_Information_

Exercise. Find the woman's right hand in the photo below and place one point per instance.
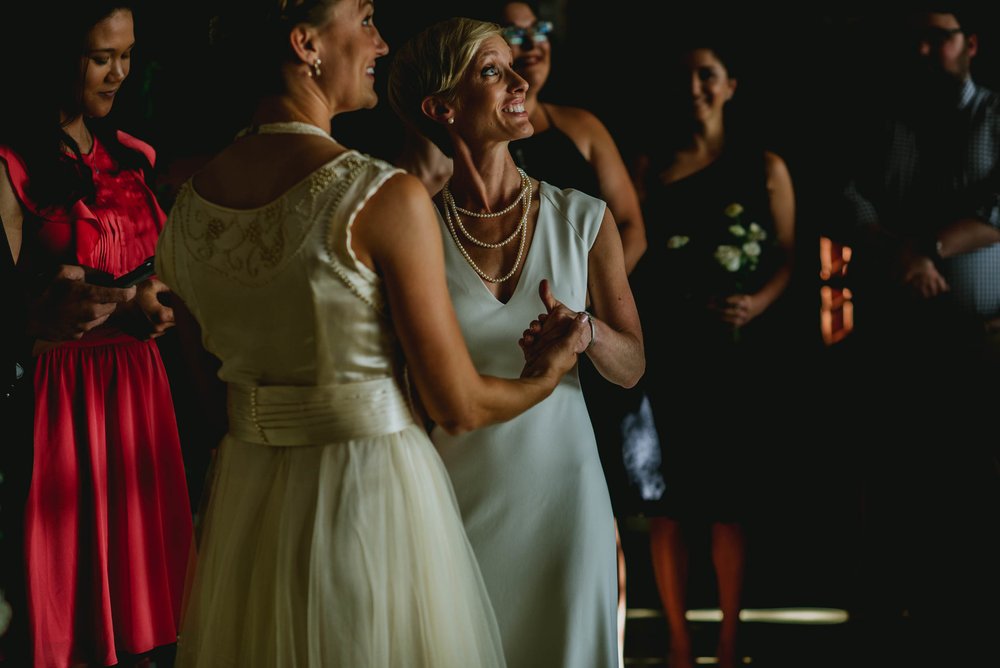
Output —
(68, 307)
(553, 341)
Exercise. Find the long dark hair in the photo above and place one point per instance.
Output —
(33, 128)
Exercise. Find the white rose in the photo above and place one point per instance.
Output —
(757, 233)
(729, 257)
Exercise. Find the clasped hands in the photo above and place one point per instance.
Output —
(559, 332)
(919, 273)
(68, 307)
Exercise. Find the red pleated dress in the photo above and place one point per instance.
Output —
(108, 523)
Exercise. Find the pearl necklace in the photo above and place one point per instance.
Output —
(449, 202)
(451, 210)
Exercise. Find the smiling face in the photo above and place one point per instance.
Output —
(349, 45)
(489, 100)
(530, 46)
(943, 47)
(710, 85)
(106, 62)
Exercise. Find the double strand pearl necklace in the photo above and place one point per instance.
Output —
(451, 216)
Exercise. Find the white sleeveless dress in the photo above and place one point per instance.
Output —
(332, 537)
(532, 492)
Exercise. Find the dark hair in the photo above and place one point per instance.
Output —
(724, 44)
(34, 129)
(498, 7)
(962, 11)
(251, 40)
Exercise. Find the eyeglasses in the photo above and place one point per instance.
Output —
(937, 36)
(538, 32)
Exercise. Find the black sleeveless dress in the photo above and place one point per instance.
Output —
(551, 156)
(687, 444)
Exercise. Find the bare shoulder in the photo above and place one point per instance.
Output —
(256, 170)
(400, 207)
(774, 164)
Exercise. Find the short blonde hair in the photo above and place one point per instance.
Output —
(433, 63)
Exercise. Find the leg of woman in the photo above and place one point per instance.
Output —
(670, 561)
(621, 598)
(729, 558)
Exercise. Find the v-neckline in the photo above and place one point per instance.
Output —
(471, 274)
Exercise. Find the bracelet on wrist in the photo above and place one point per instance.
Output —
(593, 330)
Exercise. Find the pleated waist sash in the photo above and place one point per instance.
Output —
(284, 415)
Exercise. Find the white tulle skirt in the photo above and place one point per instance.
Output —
(349, 554)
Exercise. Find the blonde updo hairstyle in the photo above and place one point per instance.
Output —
(432, 64)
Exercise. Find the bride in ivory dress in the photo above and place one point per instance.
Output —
(532, 491)
(332, 536)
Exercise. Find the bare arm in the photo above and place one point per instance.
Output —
(10, 212)
(397, 233)
(597, 145)
(617, 351)
(966, 235)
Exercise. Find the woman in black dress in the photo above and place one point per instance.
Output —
(720, 225)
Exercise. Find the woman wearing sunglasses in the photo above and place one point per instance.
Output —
(570, 148)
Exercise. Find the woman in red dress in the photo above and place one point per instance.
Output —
(108, 523)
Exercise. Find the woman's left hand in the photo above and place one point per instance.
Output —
(738, 310)
(148, 317)
(557, 322)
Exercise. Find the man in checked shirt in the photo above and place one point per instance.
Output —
(930, 201)
(926, 203)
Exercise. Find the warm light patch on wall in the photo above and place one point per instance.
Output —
(836, 316)
(820, 616)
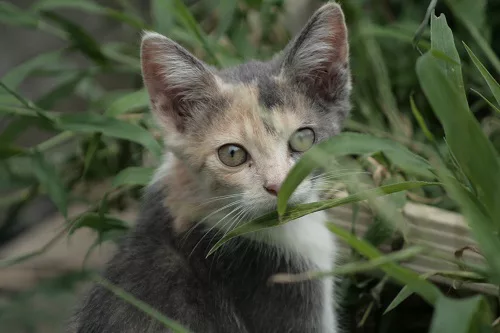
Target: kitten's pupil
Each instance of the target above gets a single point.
(232, 155)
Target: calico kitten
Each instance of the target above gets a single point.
(232, 136)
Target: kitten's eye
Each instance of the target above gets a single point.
(302, 140)
(232, 155)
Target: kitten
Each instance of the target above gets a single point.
(232, 136)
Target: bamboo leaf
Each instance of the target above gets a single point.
(347, 144)
(18, 74)
(128, 103)
(79, 38)
(184, 16)
(146, 308)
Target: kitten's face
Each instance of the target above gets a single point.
(239, 131)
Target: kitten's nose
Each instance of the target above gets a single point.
(272, 188)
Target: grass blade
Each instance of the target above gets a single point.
(96, 123)
(140, 176)
(272, 219)
(52, 183)
(347, 144)
(144, 307)
(492, 83)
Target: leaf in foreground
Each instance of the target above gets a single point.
(144, 307)
(272, 219)
(140, 176)
(347, 144)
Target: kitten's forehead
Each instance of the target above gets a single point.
(248, 119)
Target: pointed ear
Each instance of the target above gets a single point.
(318, 58)
(176, 81)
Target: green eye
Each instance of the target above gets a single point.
(232, 155)
(302, 140)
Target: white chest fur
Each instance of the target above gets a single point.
(309, 238)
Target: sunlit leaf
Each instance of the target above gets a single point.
(96, 123)
(347, 144)
(490, 80)
(444, 90)
(413, 281)
(15, 16)
(146, 308)
(14, 77)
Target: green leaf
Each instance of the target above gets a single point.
(99, 223)
(414, 282)
(353, 267)
(347, 144)
(420, 120)
(471, 315)
(128, 103)
(62, 90)
(134, 176)
(96, 123)
(445, 93)
(85, 5)
(79, 38)
(272, 219)
(144, 307)
(18, 74)
(52, 182)
(400, 298)
(184, 16)
(9, 151)
(490, 103)
(15, 16)
(466, 12)
(226, 10)
(162, 14)
(492, 83)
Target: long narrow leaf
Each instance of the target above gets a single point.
(272, 219)
(347, 144)
(96, 123)
(492, 83)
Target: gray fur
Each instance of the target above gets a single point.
(229, 291)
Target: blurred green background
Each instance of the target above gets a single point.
(80, 59)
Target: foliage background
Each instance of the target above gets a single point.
(74, 116)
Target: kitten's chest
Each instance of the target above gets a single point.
(303, 245)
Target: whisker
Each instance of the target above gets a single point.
(212, 227)
(229, 205)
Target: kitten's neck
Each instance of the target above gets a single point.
(183, 193)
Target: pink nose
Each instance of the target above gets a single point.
(273, 189)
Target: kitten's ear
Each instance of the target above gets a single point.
(318, 58)
(176, 81)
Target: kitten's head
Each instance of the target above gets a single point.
(238, 131)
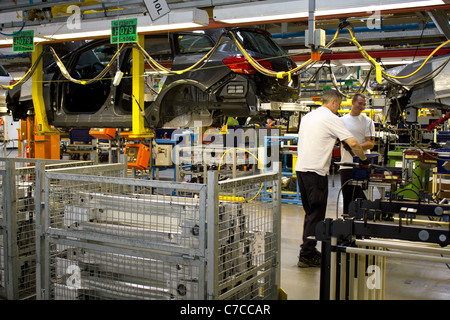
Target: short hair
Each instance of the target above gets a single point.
(357, 95)
(331, 95)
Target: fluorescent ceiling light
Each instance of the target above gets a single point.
(5, 42)
(279, 10)
(325, 7)
(367, 64)
(176, 19)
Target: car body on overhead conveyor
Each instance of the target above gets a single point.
(225, 85)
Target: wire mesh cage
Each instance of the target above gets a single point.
(125, 238)
(247, 238)
(21, 186)
(85, 272)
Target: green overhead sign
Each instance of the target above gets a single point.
(23, 41)
(124, 30)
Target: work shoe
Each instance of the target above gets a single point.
(310, 262)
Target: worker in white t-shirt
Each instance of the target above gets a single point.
(317, 136)
(363, 129)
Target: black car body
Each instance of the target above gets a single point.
(226, 85)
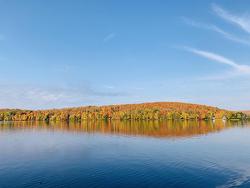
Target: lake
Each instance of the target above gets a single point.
(125, 154)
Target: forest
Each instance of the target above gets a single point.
(143, 111)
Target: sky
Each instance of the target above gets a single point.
(62, 53)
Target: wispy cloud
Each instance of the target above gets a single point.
(109, 37)
(215, 28)
(26, 96)
(242, 21)
(237, 69)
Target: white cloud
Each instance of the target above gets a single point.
(109, 37)
(218, 30)
(36, 97)
(242, 21)
(238, 69)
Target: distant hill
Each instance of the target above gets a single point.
(143, 111)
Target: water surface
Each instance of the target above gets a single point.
(125, 154)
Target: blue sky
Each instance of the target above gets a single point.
(71, 53)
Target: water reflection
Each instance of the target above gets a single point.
(134, 128)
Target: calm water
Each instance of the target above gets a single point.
(125, 154)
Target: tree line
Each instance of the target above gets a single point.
(144, 111)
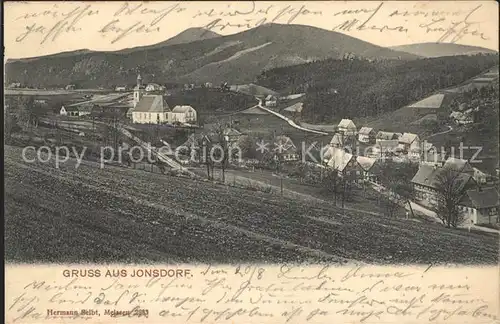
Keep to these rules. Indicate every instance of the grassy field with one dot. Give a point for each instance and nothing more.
(123, 215)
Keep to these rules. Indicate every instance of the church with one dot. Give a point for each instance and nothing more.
(154, 109)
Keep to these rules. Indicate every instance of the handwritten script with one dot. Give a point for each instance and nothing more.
(251, 293)
(134, 18)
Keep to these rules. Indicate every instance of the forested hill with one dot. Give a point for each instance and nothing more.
(360, 88)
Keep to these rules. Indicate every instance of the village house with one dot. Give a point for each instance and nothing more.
(76, 110)
(463, 118)
(347, 127)
(366, 135)
(271, 101)
(386, 136)
(383, 149)
(183, 114)
(369, 168)
(151, 109)
(337, 140)
(342, 161)
(410, 143)
(480, 206)
(154, 87)
(231, 135)
(285, 150)
(121, 88)
(426, 182)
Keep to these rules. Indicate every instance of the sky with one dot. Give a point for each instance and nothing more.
(42, 28)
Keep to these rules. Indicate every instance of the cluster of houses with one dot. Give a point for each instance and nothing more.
(479, 201)
(147, 107)
(154, 109)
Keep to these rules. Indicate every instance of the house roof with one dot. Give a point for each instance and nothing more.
(365, 163)
(428, 175)
(337, 140)
(386, 135)
(434, 101)
(408, 138)
(458, 165)
(483, 197)
(365, 130)
(152, 103)
(283, 144)
(337, 158)
(231, 132)
(347, 123)
(181, 109)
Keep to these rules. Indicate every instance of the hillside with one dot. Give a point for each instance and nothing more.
(442, 49)
(66, 214)
(339, 89)
(236, 58)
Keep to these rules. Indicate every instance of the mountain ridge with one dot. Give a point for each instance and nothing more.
(441, 49)
(215, 59)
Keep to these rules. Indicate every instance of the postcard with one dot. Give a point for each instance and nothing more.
(251, 162)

_Description of the task_
Please report every line of the records above that contains the word "shirt".

_Response_
Exercise. Find the man in checked shirt in the photo above and place one point per instance.
Target: worker in white t-shirt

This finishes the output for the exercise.